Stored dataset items
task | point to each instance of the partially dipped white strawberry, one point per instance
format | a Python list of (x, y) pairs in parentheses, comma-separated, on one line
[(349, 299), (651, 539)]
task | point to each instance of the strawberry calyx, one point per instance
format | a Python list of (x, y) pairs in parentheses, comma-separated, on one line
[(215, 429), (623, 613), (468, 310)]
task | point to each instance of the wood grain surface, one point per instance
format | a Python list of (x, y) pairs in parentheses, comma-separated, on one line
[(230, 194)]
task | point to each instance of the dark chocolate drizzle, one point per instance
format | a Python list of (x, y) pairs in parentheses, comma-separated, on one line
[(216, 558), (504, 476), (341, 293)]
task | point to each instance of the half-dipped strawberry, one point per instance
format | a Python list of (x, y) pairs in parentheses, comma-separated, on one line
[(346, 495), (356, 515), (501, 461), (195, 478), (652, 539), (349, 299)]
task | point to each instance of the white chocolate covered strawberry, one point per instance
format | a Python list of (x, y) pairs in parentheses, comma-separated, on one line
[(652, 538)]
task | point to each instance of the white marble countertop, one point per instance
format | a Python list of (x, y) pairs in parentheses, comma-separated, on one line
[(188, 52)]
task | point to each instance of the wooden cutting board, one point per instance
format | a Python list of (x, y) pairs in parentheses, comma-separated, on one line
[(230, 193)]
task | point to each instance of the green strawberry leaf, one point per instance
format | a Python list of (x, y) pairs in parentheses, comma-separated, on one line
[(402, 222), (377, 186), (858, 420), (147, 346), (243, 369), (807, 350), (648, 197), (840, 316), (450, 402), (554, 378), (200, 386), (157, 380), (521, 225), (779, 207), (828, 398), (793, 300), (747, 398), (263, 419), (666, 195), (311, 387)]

---

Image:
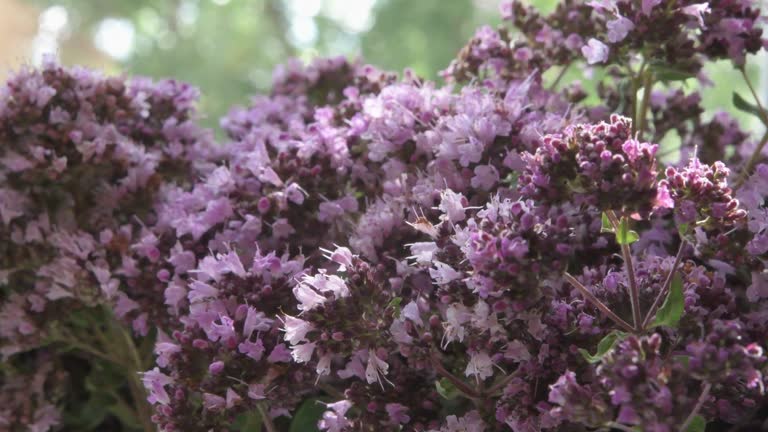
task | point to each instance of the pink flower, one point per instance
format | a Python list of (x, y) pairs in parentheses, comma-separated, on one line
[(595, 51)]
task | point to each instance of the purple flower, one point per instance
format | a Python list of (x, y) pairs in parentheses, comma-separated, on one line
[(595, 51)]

---

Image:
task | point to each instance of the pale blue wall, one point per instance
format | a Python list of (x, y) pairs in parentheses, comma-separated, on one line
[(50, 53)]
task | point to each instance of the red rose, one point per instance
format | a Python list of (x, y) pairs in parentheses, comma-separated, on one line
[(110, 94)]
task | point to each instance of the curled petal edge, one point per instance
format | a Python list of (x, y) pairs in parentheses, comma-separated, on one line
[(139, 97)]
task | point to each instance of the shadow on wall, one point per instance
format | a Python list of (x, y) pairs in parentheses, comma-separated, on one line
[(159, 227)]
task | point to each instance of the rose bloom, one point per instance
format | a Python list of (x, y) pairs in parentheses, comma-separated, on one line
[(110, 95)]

_What needs to be done_: Arrange as a numbered list the lines in the records starting with the line that contains "task | point to each instance of the wood grain" and continuing through the line that contains "[(216, 558), (504, 476), (341, 293)]", skipping any blank lines.

_Solution to this exercise_:
1. task | point to each instance of the wood grain surface, one point per instance
2. format | a Python list of (x, y) pairs in parentheses, comma-separated, on one line
3. [(230, 194)]
4. task | point to each instance of the dark chocolate drizzle, one point per instance
5. format | a Python list of (x, y) pairs in parentheses, comma-separated, on one line
6. [(216, 558), (504, 476), (341, 293)]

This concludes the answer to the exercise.